*What the exercise asks*
Copy out the data exactly, leaving the pictures behind.

*Given information*
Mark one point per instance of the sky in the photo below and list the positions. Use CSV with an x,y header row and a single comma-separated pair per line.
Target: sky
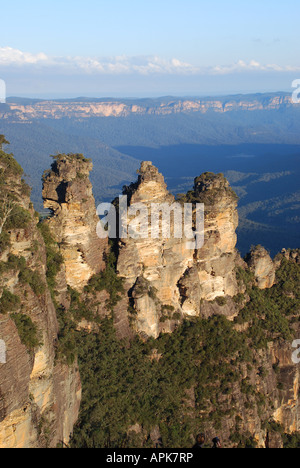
x,y
138,48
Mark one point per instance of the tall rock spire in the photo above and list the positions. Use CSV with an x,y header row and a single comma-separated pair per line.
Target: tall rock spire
x,y
67,192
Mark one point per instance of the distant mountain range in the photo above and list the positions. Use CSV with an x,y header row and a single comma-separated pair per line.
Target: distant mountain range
x,y
18,109
253,139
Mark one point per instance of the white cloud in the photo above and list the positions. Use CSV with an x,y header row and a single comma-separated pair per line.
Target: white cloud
x,y
9,56
122,65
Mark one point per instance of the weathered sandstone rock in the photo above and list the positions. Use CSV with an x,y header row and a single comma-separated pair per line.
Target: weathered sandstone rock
x,y
67,192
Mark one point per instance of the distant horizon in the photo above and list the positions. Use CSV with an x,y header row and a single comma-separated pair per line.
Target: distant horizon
x,y
146,96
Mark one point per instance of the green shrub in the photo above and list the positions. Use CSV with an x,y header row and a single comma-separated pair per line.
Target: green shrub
x,y
34,280
8,302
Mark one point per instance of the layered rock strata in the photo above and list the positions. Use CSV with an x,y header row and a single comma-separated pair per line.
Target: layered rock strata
x,y
67,192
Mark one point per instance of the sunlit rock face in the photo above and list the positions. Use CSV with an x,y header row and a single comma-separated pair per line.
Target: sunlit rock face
x,y
67,192
179,278
262,266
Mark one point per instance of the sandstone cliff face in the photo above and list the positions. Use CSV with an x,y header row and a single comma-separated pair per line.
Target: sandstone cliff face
x,y
39,397
261,264
67,192
151,266
164,277
213,274
84,110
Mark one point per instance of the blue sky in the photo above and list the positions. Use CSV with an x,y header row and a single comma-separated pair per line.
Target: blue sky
x,y
138,48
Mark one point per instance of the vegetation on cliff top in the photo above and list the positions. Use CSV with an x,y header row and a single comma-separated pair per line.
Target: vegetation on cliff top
x,y
196,380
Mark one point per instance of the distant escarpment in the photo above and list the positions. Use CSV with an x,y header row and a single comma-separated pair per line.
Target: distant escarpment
x,y
83,109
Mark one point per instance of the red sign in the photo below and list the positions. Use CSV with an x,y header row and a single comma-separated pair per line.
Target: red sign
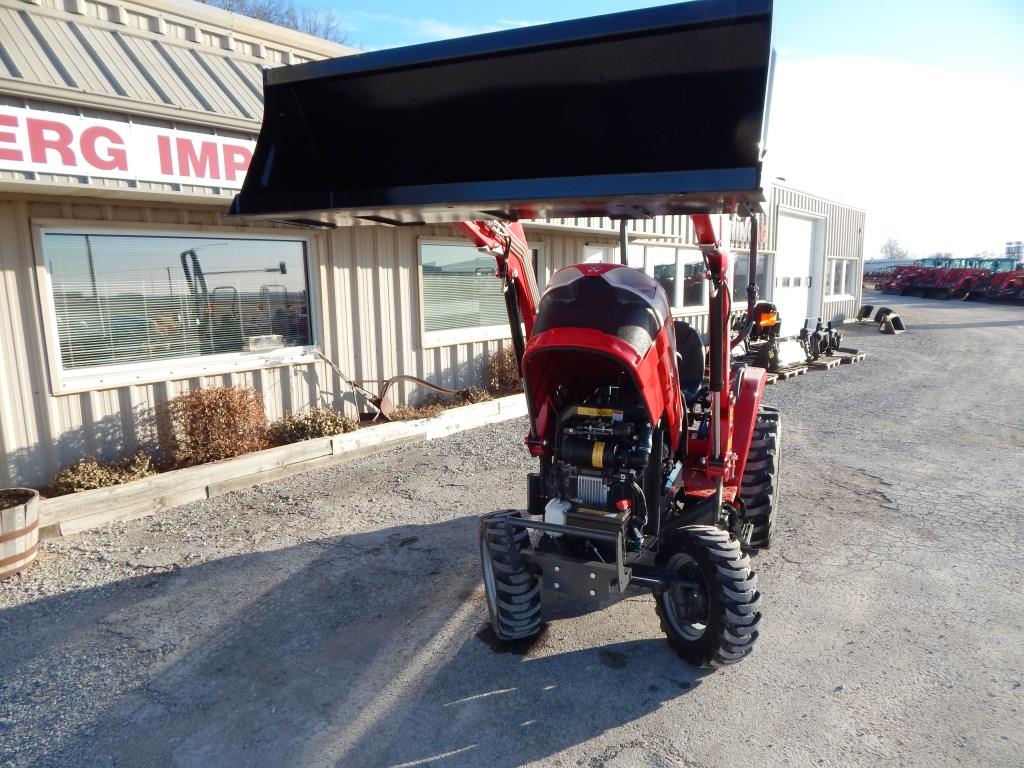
x,y
51,142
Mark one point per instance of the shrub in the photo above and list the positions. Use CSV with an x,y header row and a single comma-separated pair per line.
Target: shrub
x,y
217,423
503,372
91,473
318,422
476,394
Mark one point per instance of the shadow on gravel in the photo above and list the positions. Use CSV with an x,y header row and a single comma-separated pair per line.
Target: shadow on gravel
x,y
961,326
359,650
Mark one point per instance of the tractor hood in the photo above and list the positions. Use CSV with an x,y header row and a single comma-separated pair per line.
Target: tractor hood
x,y
652,112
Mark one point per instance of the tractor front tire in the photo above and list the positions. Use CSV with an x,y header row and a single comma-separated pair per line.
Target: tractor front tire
x,y
513,593
710,610
759,491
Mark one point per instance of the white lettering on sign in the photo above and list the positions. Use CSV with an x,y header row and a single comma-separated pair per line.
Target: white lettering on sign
x,y
51,142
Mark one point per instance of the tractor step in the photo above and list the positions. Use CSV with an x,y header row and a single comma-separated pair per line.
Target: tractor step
x,y
848,356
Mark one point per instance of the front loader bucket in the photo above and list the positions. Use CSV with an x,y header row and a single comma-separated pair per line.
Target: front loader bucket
x,y
658,111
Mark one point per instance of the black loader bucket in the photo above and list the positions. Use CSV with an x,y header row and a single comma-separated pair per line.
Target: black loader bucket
x,y
651,112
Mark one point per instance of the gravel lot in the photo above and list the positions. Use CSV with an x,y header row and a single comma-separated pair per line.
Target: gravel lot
x,y
335,617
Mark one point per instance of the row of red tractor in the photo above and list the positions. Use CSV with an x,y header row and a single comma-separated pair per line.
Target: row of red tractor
x,y
972,284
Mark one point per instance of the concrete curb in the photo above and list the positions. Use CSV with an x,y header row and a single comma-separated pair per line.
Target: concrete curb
x,y
89,509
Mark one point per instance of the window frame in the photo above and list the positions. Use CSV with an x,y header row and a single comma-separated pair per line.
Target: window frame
x,y
455,336
75,381
836,286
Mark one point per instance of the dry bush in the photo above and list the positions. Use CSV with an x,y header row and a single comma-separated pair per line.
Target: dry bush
x,y
317,422
476,394
91,473
217,423
503,372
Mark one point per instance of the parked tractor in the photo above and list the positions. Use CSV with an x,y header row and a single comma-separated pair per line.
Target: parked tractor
x,y
657,465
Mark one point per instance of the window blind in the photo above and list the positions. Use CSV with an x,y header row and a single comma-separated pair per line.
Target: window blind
x,y
131,298
460,289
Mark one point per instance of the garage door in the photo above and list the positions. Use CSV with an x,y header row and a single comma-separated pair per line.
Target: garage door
x,y
795,247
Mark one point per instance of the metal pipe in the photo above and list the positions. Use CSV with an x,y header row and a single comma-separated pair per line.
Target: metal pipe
x,y
624,242
752,268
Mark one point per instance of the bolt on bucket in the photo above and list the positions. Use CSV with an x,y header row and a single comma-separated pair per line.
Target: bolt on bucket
x,y
651,112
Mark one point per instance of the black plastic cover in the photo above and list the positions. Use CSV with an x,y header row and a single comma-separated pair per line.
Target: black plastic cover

*Output of the exercise*
Mark one point per instance of the sky in the photo below and list the positions. Use CSV with an x,y header row and a single comma-separated pair per line.
Target: sky
x,y
138,48
Mark one point per instance of the tall rock spire in the photo above and list the positions. Use CSV with an x,y header row and a single comma-separated pair per line.
Target: tall rock spire
x,y
67,192
Mark one point per instance of the distant mountain range in the photo above and list the positions. Use CSV with an x,y header row and a single comma-separated pair per line.
Target: distant mountain range
x,y
18,109
253,139
Mark one point per instance of the white cloud in the photo above and list the positions. Use CSV with an x,y header row and a single comma-separated pair per line.
Target: white cloud
x,y
9,56
122,65
Mark one point per instance of the weathered sandstone rock in the photo above and list the positions. Use CSV with an x,y header row and a single comma-separated pair per line.
Target: weathered sandstone rock
x,y
67,192
Mark one point per instance of the distant horizon in the photo above and list the positions. Use CSV with an x,y header row and a single comma-separated pair per line.
Target: distant horizon
x,y
146,96
Mark one point per instance of the green shrub in the photo above and list the positions. Use CSV with an x,y header row and a single comma-separated pair per line.
Target: green shrub
x,y
34,280
8,302
Mark one point per instance of the layered rock strata in the photo above and list the positions. Use CSV with an x,y header row and a single comma-separated pair per line.
Target: layered rock strata
x,y
67,192
Mark one point per instance of the sunlit rock face in the photo above and list the positions. Use CSV with an x,y header row and a single comma-separated pair per line.
Target: sunlit rock face
x,y
67,192
179,278
262,266
Mark one point per instance of the sandstone cliff face in the photo above and list the positions. Use CSV with an x,y header row and a single comma-separated pair per line.
Target: sandstone cliff face
x,y
39,397
261,264
67,192
151,266
164,277
213,274
84,110
Mark one point per instance of the blue sky in the photo above and list the positions. Use CSV with an x,y header row and a single comma-separated pair per line.
Target: blue sky
x,y
138,48
Mark one point per instance of the vegetation on cliff top in the photo above and list the positions. Use CSV with an x,y header row and a single comma-separated pair per line.
Target: vegetation on cliff top
x,y
196,380
Mark one point per instance of the distant escarpment in the photo above and list the positions. Use CSV with an x,y header row and a single comma-separated pair per line.
Target: distant escarpment
x,y
83,109
Mark one point per instance of the red sign in the photo below and list the positions. Use CSV with an x,y header row and a single comma-separated pair per line.
Target: red sign
x,y
51,142
Mark one point per instance of the shrub in the photo above and list the positions. Use CSV with an x,y header row and a single comma-separated pair per line.
Target: shrub
x,y
217,423
503,372
91,473
318,422
476,394
Mark one point per instance of the shadow on gravel in the photo above and list the positions. Use CSV with an x,y header row and a single comma-separated pair per line.
Target: shadow on gravel
x,y
961,326
359,650
Mark one point per instance of the tractor hood in the photo above and list the positions. Use CSV with an x,y header row and a single comma-separated pair per line.
Target: tractor hood
x,y
652,112
Mark one point per instance of the tractor front tire in the photo above and list the positions. Use CSV with an x,y header row and a single comma-separated pair per line.
Target: tractor front tire
x,y
513,593
710,610
759,491
Mark one point per instance of the white lettering on sign in the photo above and list the positions. Use CSV with an x,y header row and a single comma-separated pair per line.
Target: white lettering on sign
x,y
51,142
Mark one point per instance of the tractor step in the photo above and list the positions. Use CSV with an x,y header row and a single comma-separated pair per line.
Target: tractor step
x,y
848,356
Mark one point per instance of the front loader bucket in the photo above and list the positions. Use CSV with an x,y header row and a single comma-separated pair per line.
Target: front loader bucket
x,y
658,111
Mark one point per instance of the black loader bucket in the photo above and list the positions. Use CSV with an x,y header row and a single comma-separated pair per line.
Target: black loader bucket
x,y
651,112
Mark one point per instance of the gravel lot in the photo above and list the positions. Use CSV with an x,y header row and a single comma-separated pair per line.
Target: gravel lot
x,y
335,617
Mark one point per instance of the row of red tractor in the photo above and list the positions. Use CSV with an x,y header row and a single comma-separated pair per line.
Target: row of red tractor
x,y
972,284
Mark one point per instance of the concrete curb in the photo above and list the positions. Use CSV with an x,y header row and a single comma-separated pair per line.
Target: concrete curb
x,y
89,509
Mark one point per instance of the window frame in the photo above and list the positions. Use CSV with an x,y header row and a single comma-separated pair per line.
Target: window frame
x,y
455,336
75,381
836,286
Mark one point per instance of the dry bush in the photo above and list the positions. Use CSV with an x,y header row and a single comma-separated pair per line.
Target: dry bush
x,y
317,422
476,394
91,473
217,423
503,372
Mark one point per instance of the parked tractor in the photo above and list the positions. Use CSV with an x,y header row and a single comma-separated pair per line.
Target: parked tractor
x,y
657,465
Mark one point per instance of the window blind in the photo above and list the positions. Use CSV with an x,y header row and a single comma-separated pair per line.
Target: window blind
x,y
131,298
460,289
Mark one point per instance of the garage door in the photo above and list the positions. Use CSV with an x,y header row and a single comma-separated pair per line.
Target: garage door
x,y
795,247
Mark one point per instance of the metal pipe in the photo above and list the positions. Use CSV with an x,y header row and a single comma-separated pair per line.
Target: metal pipe
x,y
624,242
752,268
Mark one point per instance of the bolt on bucket in the photo above and list the positions. Use CSV with an x,y header row and a single comma-separated pair per line.
Target: bolt on bucket
x,y
651,112
Mark one point per instance of the black plastic cover in the photo above and list the positions. Use CSV with an x,y header row and a single comma-separated pair per line.
Target: black plastic cover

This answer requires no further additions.